* **SOURCE DOCUMENT**
I will assume at this point you encountered this message and are wondering why?

The issue originated when non-printable UTF* chars would enter the python I/O stream it would cause a UnicodeDecodeError (search our GH issues to see those) and fail the module yet the job would submit. Most these jobs usually involved machine characters embedded in job output or a compile job was also one that often drove such an issue.

To avoid the module failure, we caught error UnicodeDecodeError and inserted the message you are seeing. Then we worked with ZOAU to fix this in 1.3.0 and backport to 1.2.x, at that time I noticed that (only in 1.3.0) the new json interface would occasionally fail to escape special characters causing one of these 3 JSONDecodeError, TypeError, KeyError and then decided to catch those as well.

* **WRITTEN PROBLEM 1**
Pick out every line of the listing that contains the word "chest", and copy each one.

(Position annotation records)
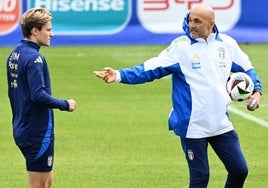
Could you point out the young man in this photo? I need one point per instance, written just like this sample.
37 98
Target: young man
200 63
29 91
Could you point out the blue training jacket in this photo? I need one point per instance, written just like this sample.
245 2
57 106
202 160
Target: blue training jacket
30 97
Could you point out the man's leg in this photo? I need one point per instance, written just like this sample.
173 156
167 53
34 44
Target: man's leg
40 179
39 164
228 149
196 155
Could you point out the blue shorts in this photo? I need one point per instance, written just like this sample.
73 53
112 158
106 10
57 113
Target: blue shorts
40 157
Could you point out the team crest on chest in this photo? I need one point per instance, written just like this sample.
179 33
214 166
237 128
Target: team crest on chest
195 60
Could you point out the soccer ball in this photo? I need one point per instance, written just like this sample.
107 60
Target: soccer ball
239 86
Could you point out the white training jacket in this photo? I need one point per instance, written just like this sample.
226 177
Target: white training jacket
199 70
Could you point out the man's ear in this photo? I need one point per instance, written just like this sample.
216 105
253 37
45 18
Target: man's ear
34 31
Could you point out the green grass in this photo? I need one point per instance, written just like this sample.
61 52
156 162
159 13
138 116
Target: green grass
118 136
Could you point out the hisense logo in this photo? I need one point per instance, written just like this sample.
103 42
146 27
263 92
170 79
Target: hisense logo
81 5
86 17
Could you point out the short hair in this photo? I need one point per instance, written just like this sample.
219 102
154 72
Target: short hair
35 17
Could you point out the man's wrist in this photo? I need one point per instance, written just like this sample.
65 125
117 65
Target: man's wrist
257 90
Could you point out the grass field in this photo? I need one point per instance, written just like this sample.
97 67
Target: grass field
118 136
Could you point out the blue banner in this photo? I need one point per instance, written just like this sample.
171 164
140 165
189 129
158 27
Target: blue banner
132 22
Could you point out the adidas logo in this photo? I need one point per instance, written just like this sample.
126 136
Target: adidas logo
38 60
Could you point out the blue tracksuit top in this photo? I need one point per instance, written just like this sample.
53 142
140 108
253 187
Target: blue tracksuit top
30 97
200 69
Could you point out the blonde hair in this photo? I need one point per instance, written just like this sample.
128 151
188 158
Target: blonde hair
35 17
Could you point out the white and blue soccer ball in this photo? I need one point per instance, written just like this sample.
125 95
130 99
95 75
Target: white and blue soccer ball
239 86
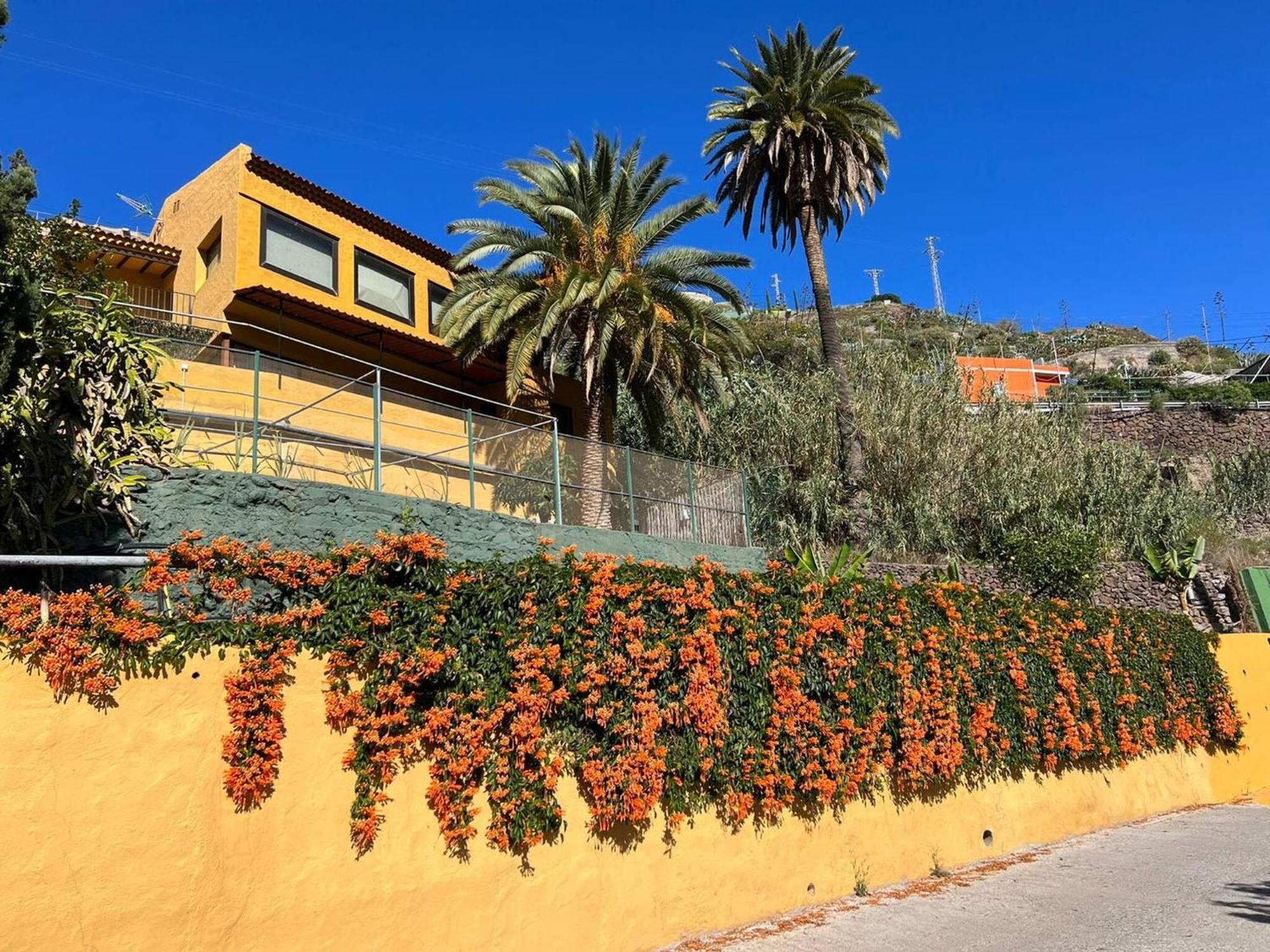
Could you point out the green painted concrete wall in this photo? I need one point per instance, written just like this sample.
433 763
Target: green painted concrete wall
309 516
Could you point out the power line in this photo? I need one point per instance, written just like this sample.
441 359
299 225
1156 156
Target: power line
252 95
242 114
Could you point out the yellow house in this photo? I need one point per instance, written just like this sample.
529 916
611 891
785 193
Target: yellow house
289 263
303 334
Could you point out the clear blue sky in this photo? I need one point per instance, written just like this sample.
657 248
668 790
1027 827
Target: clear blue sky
1112 154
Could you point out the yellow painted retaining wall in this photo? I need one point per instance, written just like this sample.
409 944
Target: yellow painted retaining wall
117 836
418 427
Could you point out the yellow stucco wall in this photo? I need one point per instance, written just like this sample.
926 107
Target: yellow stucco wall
410 425
227 192
119 837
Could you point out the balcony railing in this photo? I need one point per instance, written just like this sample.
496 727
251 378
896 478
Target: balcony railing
383 430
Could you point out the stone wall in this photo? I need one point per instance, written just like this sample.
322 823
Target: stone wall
308 516
1188 432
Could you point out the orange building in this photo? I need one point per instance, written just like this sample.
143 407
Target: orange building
1014 378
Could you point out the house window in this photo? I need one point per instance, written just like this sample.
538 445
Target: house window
384 288
436 298
295 249
209 256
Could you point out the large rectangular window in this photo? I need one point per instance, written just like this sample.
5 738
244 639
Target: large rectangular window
295 249
438 296
384 288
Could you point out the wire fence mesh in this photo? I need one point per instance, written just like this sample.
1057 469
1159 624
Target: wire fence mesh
243 411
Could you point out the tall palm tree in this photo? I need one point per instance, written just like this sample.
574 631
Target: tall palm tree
587 285
803 142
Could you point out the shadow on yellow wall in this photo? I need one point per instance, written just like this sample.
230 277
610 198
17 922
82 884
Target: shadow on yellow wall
119 836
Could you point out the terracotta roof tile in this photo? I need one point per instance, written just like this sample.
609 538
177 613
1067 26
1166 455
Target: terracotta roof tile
128 243
288 180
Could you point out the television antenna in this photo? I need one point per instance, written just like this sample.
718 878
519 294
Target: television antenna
144 208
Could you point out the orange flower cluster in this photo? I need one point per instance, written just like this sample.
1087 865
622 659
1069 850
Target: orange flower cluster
253 748
664 691
69 645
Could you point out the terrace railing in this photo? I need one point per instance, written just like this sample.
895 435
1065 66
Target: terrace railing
383 430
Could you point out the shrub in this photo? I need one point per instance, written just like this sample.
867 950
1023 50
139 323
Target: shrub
658 689
943 480
1192 347
1243 483
1064 564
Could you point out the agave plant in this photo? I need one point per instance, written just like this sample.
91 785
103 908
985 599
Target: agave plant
846 565
1177 564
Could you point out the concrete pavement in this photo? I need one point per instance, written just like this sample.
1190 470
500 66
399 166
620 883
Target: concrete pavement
1197 880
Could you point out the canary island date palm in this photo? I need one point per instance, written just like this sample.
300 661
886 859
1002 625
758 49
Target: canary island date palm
586 284
802 142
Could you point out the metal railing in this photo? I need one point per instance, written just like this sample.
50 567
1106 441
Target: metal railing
384 430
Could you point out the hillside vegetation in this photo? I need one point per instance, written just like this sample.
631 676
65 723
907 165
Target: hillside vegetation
939 480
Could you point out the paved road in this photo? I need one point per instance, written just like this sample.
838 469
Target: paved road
1188 882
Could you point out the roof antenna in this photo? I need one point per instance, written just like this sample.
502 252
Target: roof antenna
144 209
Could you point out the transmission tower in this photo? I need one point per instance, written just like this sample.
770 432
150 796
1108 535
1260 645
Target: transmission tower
1208 346
935 256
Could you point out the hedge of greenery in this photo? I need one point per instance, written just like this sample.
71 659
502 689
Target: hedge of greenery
660 690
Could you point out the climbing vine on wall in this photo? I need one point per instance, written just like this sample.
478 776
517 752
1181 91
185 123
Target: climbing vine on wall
660 690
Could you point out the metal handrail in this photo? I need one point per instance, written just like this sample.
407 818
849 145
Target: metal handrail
542 421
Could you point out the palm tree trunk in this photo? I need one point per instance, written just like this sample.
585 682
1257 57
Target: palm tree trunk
850 453
595 510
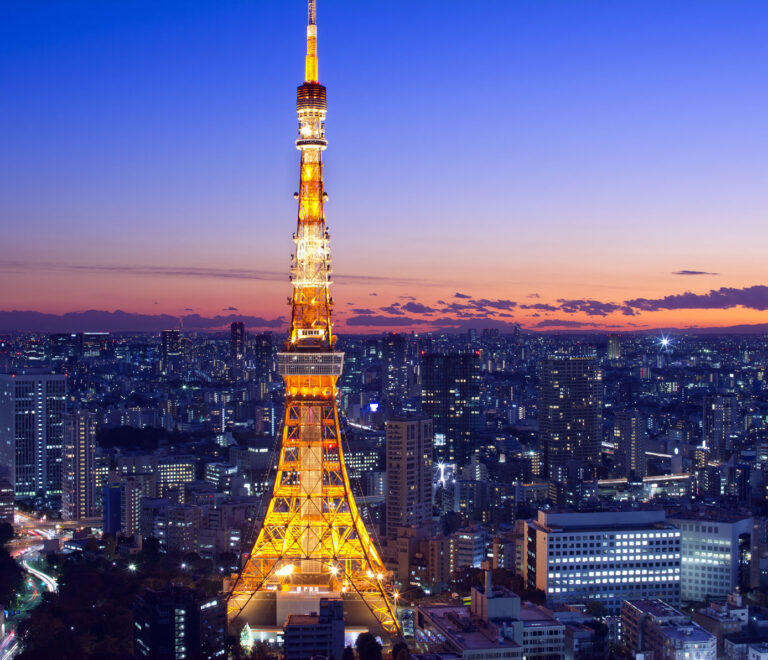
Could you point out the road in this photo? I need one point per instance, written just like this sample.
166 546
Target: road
31 532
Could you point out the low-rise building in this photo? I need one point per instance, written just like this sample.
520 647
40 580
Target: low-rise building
653 626
319 633
496 625
604 556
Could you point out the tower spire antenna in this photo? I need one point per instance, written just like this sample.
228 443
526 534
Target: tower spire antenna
311 64
313 541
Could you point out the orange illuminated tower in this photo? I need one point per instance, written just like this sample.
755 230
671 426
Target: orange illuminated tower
313 542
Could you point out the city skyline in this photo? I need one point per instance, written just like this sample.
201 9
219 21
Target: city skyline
561 166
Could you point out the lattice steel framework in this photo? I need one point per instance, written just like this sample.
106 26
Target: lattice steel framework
313 539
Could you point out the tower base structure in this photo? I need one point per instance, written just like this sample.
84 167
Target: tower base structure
267 611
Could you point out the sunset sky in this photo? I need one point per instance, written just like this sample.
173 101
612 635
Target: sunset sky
574 163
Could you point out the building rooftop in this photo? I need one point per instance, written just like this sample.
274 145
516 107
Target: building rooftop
710 514
690 633
564 520
655 607
535 616
455 623
302 619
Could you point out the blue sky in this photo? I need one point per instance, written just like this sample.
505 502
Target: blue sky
572 149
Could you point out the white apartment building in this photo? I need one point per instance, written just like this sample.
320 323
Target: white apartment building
715 546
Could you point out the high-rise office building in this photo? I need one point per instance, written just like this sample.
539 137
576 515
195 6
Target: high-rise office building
179 622
65 346
394 370
78 479
408 472
629 435
262 349
716 547
614 347
718 423
570 413
451 397
6 500
31 431
171 340
607 556
237 341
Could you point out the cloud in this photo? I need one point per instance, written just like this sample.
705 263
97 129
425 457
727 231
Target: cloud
418 308
120 321
751 297
378 320
594 307
394 308
564 323
149 270
494 304
542 306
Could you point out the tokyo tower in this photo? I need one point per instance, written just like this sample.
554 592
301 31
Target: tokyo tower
313 542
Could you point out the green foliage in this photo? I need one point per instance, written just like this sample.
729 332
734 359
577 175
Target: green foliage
91 615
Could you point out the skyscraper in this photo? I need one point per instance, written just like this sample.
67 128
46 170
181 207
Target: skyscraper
629 442
450 395
179 622
394 371
614 347
171 344
570 413
313 541
78 487
237 341
262 348
31 431
408 472
718 423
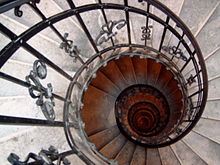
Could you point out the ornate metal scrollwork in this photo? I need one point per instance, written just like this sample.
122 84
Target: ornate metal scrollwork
19 13
146 32
109 30
44 157
70 48
172 50
40 72
191 80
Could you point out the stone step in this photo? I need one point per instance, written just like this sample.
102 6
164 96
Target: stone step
28 141
199 11
153 157
212 110
139 156
212 64
207 149
102 138
168 156
113 148
186 155
126 153
203 127
208 37
98 104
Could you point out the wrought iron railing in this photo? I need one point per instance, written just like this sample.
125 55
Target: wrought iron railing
184 59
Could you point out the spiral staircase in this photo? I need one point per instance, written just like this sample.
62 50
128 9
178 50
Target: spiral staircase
109 82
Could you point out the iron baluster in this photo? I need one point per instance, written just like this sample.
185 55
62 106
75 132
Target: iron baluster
109 30
26 84
85 29
146 33
30 49
147 26
164 33
40 72
106 20
174 51
71 49
127 21
44 157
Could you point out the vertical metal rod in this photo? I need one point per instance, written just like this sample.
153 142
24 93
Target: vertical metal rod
106 21
33 51
164 33
35 8
127 20
178 45
79 18
147 21
187 62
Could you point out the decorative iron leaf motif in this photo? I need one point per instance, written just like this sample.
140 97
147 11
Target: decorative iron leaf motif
191 80
44 157
109 30
174 51
40 72
146 32
19 13
70 48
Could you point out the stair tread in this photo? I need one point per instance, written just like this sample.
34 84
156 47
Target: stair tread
212 64
153 157
139 156
187 156
140 69
97 107
114 73
125 155
125 65
167 156
102 138
203 127
211 29
207 149
212 110
105 84
200 10
112 148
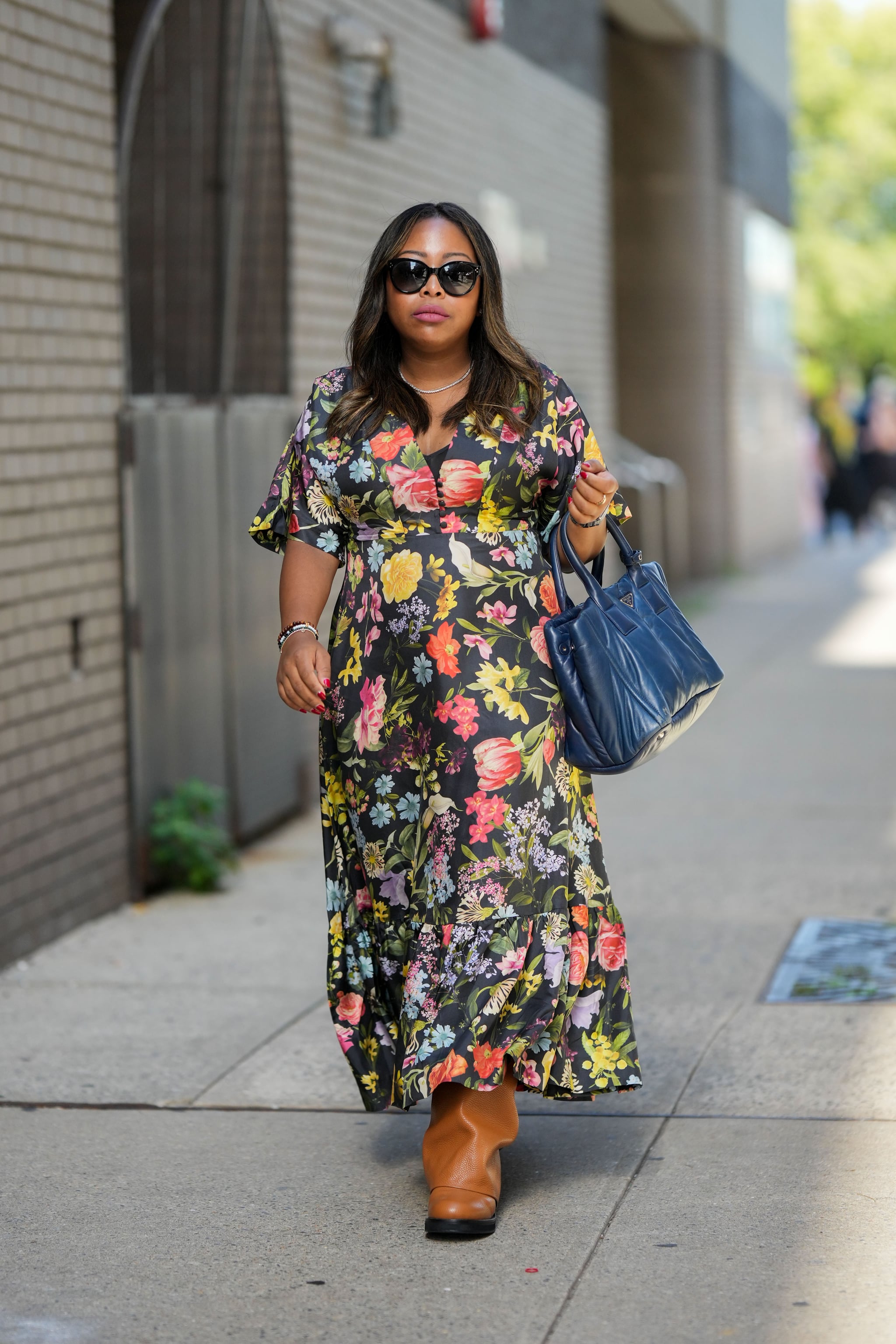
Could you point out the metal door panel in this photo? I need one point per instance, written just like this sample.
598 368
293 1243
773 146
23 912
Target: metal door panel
273 749
178 678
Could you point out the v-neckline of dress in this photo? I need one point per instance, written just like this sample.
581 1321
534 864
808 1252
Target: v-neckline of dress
440 455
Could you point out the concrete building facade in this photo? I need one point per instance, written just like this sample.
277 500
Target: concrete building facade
152 373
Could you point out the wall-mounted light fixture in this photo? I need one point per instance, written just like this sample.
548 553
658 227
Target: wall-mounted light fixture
487 18
364 60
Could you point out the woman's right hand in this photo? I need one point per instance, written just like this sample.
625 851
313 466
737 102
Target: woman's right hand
303 675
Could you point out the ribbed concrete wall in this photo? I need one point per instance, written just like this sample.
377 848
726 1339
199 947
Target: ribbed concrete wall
63 834
473 116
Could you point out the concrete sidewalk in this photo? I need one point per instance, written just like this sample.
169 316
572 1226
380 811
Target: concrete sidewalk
187 1162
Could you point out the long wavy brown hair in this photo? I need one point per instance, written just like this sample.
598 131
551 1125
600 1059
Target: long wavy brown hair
504 374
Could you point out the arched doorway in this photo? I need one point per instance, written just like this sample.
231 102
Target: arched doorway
205 249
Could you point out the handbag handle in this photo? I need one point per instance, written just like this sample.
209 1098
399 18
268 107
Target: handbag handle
592 581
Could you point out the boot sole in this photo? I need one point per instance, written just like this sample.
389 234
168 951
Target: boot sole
460 1226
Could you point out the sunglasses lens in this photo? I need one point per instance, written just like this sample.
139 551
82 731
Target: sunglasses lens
458 277
407 276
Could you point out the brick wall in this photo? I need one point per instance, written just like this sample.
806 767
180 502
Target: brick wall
63 839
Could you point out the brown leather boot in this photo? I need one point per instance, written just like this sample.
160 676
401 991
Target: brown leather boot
461 1156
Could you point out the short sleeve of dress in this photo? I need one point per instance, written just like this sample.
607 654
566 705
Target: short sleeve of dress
564 425
303 498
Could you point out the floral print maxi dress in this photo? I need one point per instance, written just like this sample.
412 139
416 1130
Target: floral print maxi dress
471 920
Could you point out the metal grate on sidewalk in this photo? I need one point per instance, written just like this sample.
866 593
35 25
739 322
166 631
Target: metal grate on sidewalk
837 962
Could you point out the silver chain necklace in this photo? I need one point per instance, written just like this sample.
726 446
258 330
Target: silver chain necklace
432 392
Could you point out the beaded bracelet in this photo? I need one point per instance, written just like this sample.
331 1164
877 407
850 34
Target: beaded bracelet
595 522
290 630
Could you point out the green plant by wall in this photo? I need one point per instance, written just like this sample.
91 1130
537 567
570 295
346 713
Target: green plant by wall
187 844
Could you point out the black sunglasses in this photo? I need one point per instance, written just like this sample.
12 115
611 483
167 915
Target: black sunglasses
456 277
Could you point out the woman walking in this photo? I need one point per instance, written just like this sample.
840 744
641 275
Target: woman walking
475 948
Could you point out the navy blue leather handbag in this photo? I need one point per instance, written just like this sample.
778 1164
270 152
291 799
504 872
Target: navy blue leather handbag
632 672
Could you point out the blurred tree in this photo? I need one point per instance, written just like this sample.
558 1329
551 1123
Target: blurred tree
845 189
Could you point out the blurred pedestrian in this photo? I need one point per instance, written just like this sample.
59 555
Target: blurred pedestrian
475 945
878 437
844 484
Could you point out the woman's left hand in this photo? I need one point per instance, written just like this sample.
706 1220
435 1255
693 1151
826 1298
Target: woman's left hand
594 490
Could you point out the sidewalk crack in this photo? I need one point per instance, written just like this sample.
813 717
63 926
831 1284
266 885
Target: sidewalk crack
608 1224
254 1050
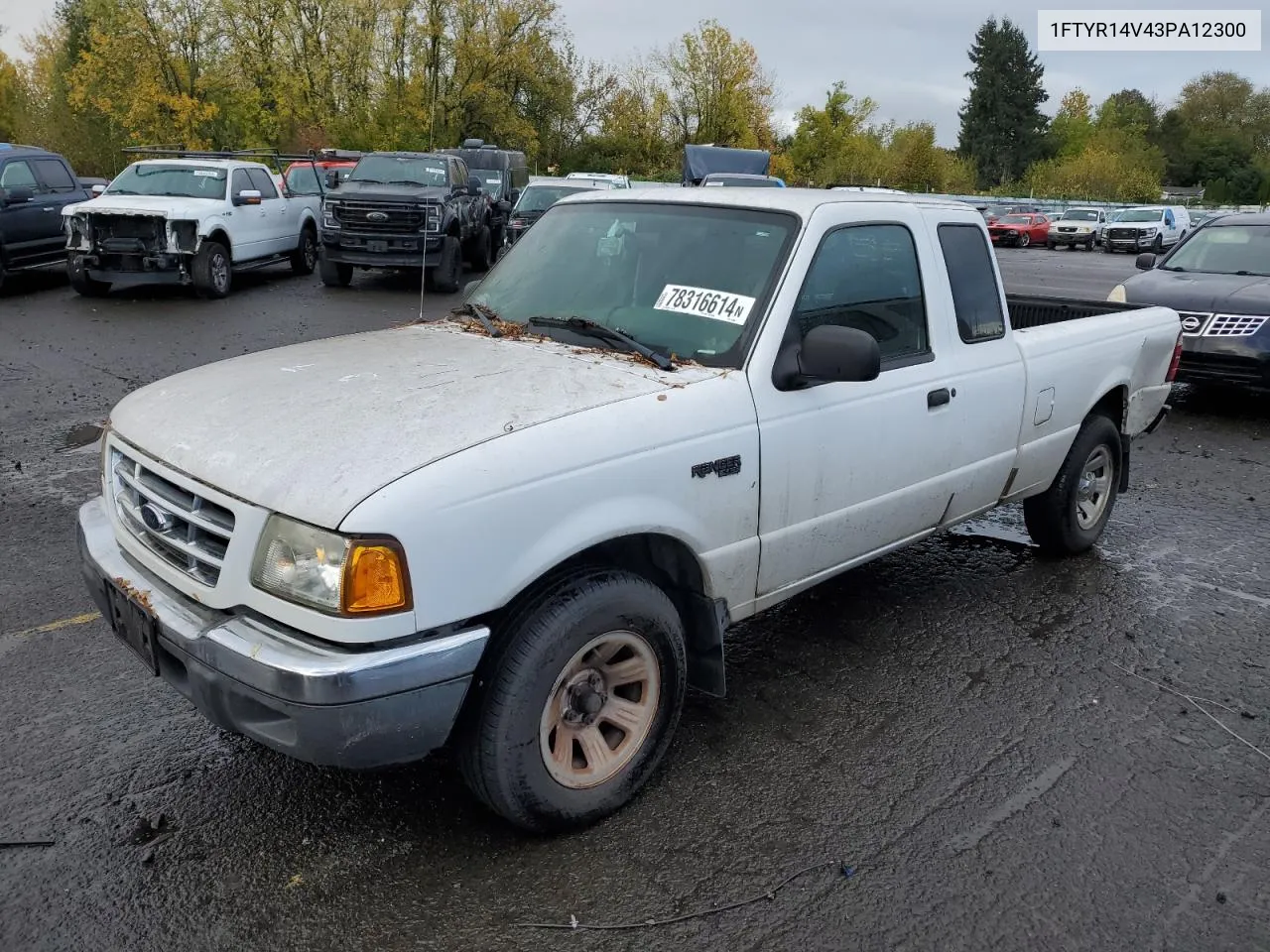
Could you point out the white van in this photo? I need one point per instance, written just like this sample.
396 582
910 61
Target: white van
1147 229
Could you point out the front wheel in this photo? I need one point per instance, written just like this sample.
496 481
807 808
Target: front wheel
1070 517
212 271
448 272
579 703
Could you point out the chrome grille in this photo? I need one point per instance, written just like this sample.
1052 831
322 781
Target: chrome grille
187 531
1233 325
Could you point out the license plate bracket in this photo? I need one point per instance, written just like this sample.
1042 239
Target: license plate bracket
134 624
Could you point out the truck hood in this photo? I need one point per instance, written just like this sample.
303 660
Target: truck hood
313 429
1189 291
372 190
163 206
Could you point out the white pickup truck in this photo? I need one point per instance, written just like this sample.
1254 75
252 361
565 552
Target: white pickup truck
189 221
524 531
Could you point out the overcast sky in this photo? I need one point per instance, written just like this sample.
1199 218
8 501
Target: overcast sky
907 55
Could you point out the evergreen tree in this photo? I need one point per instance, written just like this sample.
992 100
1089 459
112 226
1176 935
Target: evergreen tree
1002 127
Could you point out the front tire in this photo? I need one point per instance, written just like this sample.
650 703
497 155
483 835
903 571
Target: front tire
1070 517
213 271
448 272
80 280
579 703
304 259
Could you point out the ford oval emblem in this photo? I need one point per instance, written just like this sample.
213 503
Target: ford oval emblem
157 520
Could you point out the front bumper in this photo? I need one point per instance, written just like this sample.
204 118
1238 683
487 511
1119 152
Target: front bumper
1072 238
316 702
426 254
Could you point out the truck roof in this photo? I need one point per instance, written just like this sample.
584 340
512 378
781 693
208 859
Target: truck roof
801 200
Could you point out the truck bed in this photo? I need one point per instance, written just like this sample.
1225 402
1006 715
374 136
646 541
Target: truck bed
1028 311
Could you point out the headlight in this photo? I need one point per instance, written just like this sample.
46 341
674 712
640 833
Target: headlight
331 572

* **WRITTEN PROBLEM 2**
Using the passage on the UnicodeDecodeError message, decide whether each statement agrees with it: (a) the fix worked out with ZOAU went into 1.3.0 and was backported to 1.2.x; (b) the json interface's failure to escape special characters occurred in both 1.3.0 and 1.2.x; (c) when the UnicodeDecodeError occurred, the job failed to submit. Answer yes or no for each and quote the deciding words.

* **FINAL ANSWER 1**
Could you point out the team crest on chest in this photo? I need one point per instance, written just like this sample.
Target: team crest on chest

* **FINAL ANSWER 2**
(a) Yes: "Then we worked with ZOAU to fix this in 1.3.0 and backport to 1.2.x"
(b) No: "(only in 1.3.0) the new json interface would occasionally fail to escape special characters"
(c) No: "fail the module yet the job would submit"